Способность к духовному созерцанию практически каждый человек может развить в себе сам, а реализуется оно в конечном счете путем схождения Св. Духа на душу созерцающего. Только он, полагает Палама, в состоянии дать человеку наслаждение (ηδονή), не смешанное ни с какой печалью, ибо только в созерцании Бога может достичь созерцающий «радостного насыщения» (PG 151, 40С; 41С). Палама, обращаясь к мирянам, не призывает их полностью отказываться от любви к миру, и от чувственных наслаждений, но утверждает, что многие из них сопряжены с греховными действиями, и их любителей ожидает геенна огненная. Другие чувственные наслаждения, если не очень вредны сами по себе, то преходящи и соседствуют с печалью, скорбью, страданием. Только «наслаждение души, происходящее от Бога и от божественных вещей, является чистым, бесстрастным и несмешанным с печалью» (420В). О нем не устают напоминать своим читателям (и слушателям) церковные иерархи последних столетий византийской истории.
Рассуждая о радостях будущего века, Григорий Синаит сообщает о двух видах рая — «чувственном и мысленном, или Эдемском и благодатном». Первый ориентирован на самое широкое народное восприятие. Это некое место между тленным и нетленным мирами, изобилующее благовонной растительностью. Второй рай — чисто духовный (PG 150, 1241В) и его радости обращены только к сфере духа. Адам обитал в Эдеме, который, согласно Паламе, был «местом наслаждения» (PG 151, 41ЗА).

________________________________________

== Задание 1 ==
Перепишите полностью и без изменений отрывок о созерцании у Паламы.
== Задание 2 ==
Умножьте на 1,5 каждую координату вершин в ответах списка, округлив результат до целых (половины округляются вверх). Приведите заново только строки списка от строки с «seg: savanna woodland» до конца списка включительно, вместе с запросами, при этом числа в запросах и образцах формата оставьте прежними.

Записи с размеченными областями
________________________________________

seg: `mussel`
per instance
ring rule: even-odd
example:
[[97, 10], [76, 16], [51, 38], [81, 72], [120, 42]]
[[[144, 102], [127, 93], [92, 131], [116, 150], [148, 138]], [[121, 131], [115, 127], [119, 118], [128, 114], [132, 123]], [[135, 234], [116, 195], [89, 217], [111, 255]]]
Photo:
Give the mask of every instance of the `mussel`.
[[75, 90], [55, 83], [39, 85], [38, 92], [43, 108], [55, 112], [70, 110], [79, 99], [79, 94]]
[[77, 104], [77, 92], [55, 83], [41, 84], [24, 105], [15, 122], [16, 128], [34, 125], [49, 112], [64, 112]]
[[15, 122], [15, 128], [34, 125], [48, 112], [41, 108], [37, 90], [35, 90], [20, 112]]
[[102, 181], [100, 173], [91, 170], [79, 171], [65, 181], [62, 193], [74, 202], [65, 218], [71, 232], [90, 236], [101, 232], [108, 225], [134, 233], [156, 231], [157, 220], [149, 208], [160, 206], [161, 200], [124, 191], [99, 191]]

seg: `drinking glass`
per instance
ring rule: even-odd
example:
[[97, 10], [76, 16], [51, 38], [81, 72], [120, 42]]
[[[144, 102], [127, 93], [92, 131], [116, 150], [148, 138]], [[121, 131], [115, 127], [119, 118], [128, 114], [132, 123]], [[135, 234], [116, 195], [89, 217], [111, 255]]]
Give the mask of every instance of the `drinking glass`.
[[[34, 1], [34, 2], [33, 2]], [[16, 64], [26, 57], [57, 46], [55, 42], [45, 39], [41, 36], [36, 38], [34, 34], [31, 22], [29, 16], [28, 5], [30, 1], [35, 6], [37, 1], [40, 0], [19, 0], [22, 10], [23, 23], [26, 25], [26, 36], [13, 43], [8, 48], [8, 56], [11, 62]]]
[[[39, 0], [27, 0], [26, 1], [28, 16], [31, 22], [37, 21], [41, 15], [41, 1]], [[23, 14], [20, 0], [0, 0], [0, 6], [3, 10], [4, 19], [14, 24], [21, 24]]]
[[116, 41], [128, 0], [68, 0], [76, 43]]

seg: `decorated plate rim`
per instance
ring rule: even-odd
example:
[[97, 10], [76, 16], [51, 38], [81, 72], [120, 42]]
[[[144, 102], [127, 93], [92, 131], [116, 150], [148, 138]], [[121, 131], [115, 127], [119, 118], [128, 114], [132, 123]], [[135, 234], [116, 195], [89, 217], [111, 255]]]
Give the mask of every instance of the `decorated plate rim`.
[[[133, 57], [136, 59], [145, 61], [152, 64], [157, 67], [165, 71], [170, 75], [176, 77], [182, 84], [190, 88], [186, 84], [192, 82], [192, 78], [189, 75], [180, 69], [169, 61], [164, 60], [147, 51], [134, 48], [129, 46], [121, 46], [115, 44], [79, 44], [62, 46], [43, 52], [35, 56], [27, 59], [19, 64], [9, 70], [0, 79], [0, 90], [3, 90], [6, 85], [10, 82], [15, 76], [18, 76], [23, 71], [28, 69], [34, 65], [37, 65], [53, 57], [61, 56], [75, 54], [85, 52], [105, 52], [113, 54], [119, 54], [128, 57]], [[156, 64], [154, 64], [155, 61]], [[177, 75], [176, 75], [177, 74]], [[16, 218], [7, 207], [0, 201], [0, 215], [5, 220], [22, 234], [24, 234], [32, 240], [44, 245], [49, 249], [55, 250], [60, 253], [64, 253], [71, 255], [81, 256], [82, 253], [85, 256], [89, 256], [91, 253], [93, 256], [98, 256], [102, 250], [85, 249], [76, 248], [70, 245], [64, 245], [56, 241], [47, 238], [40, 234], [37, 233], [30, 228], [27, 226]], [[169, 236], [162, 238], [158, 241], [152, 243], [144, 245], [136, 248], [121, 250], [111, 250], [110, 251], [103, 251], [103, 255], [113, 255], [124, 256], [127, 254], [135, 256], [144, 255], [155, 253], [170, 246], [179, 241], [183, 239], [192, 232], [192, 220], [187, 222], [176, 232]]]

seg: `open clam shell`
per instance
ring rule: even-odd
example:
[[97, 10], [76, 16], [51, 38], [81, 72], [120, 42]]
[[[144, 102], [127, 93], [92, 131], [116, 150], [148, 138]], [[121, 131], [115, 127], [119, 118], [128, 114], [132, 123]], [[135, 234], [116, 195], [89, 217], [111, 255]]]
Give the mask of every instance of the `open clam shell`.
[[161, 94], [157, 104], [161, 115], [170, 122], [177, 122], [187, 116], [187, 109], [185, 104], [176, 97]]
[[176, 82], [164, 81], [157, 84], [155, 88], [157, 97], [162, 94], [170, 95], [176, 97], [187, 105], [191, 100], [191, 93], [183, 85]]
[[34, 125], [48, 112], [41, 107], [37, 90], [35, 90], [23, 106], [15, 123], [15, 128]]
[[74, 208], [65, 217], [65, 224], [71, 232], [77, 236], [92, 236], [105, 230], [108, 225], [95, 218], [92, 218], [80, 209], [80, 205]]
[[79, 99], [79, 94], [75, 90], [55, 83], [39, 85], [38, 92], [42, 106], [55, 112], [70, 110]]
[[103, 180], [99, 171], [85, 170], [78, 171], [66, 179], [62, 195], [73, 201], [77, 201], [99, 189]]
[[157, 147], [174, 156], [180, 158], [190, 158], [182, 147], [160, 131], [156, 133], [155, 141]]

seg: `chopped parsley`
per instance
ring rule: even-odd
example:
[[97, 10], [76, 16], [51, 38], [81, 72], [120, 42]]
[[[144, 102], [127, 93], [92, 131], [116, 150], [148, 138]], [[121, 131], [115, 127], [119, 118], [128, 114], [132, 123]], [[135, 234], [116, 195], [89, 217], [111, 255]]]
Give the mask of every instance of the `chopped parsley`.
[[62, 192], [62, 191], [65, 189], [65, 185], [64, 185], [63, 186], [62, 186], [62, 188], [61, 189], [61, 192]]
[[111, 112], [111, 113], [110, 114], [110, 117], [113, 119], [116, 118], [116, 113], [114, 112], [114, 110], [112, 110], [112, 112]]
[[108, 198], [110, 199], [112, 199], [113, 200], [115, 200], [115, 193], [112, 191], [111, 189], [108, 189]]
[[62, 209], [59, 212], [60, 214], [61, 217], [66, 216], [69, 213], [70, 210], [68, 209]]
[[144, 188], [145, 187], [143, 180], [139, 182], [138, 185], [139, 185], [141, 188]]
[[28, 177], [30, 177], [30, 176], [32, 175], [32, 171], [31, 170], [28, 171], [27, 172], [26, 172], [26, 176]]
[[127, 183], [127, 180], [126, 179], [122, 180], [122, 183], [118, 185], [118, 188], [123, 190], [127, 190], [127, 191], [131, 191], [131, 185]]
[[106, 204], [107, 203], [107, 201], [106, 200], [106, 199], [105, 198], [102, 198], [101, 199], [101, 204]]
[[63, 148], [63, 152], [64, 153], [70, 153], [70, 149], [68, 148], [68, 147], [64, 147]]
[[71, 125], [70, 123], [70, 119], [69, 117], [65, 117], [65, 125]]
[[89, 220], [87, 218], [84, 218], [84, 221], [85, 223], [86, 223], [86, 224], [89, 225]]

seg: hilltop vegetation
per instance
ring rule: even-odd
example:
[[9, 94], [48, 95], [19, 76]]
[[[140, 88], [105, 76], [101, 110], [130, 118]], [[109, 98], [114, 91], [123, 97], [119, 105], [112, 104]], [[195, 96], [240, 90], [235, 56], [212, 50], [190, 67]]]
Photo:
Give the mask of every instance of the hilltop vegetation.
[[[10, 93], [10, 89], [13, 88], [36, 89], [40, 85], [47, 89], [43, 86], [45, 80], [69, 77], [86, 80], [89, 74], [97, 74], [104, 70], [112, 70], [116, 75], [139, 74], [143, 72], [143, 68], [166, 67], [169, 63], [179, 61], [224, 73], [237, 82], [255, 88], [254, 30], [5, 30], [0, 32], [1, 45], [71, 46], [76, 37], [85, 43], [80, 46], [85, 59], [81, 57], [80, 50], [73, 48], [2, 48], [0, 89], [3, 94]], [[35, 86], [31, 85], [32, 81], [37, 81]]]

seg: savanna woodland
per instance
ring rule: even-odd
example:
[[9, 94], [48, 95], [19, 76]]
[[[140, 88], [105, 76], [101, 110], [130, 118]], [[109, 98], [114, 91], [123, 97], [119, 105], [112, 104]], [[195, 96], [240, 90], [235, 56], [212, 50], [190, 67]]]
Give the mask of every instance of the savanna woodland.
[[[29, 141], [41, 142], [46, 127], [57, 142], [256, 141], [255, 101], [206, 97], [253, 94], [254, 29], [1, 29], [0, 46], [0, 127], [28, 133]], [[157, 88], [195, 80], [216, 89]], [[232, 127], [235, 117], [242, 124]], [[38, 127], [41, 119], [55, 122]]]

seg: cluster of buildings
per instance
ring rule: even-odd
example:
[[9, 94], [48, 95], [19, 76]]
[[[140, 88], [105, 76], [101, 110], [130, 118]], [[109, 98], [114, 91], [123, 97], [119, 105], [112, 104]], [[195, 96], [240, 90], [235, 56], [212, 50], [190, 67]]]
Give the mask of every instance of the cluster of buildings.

________________________________________

== Итоговый ответ 1 ==
Способность к духовному созерцанию практически каждый человек может развить в себе сам, а реализуется оно в конечном счете путем схождения Св. Духа на душу созерцающего. Только он, полагает Палама, в состоянии дать человеку наслаждение (ηδονή), не смешанное ни с какой печалью, ибо только в созерцании Бога может достичь созерцающий «радостного насыщения» (PG 151, 40С; 41С). Палама, обращаясь к мирянам, не призывает их полностью отказываться от любви к миру, и от чувственных наслаждений, но утверждает, что многие из них сопряжены с греховными действиями, и их любителей ожидает геенна огненная. Другие чувственные наслаждения, если не очень вредны сами по себе, то преходящи и соседствуют с печалью, скорбью, страданием. Только «наслаждение души, происходящее от Бога и от божественных вещей, является чистым, бесстрастным и несмешанным с печалью» (420В). О нем не устают напоминать своим читателям (и слушателям) церковные иерархи последних столетий византийской истории.
Рассуждая о радостях будущего века, Григорий Синаит сообщает о двух видах рая — «чувственном и мысленном, или Эдемском и благодатном». Первый ориентирован на самое широкое народное восприятие. Это некое место между тленным и нетленным мирами, изобилующее благовонной растительностью. Второй рай — чисто духовный (PG 150, 1241В) и его радости обращены только к сфере духа. Адам обитал в Эдеме, который, согласно Паламе, был «местом наслаждения» (PG 151, 41ЗА).

== Итоговый ответ 2 ==
seg: savanna woodland
per instance
ring rule: even-odd
example:
[[9, 94], [48, 95], [19, 76]]
[[[140, 88], [105, 76], [101, 110], [130, 118]], [[109, 98], [114, 91], [123, 97], [119, 105], [112, 104]], [[195, 96], [240, 90], [235, 56], [212, 50], [190, 67]]]
Give the mask of every instance of the savanna woodland.
[[[44, 212], [62, 213], [69, 191], [86, 213], [384, 212], [383, 152], [309, 146], [380, 141], [381, 44], [2, 44], [0, 69], [0, 191], [42, 200]], [[236, 132], [293, 120], [324, 134]], [[348, 191], [353, 176], [363, 186]], [[57, 191], [62, 179], [83, 183]]]

seg: cluster of buildings
per instance
ring rule: even-odd
example:
[[9, 94], [48, 95], [19, 76]]
[[[140, 88], [105, 76], [101, 110], [130, 118]], [[109, 98], [114, 91], [123, 97], [119, 105], [112, 104]], [[195, 96], [240, 90], [235, 56], [212, 50], [190, 67]]]
Give the mask of every instance of the cluster of buildings.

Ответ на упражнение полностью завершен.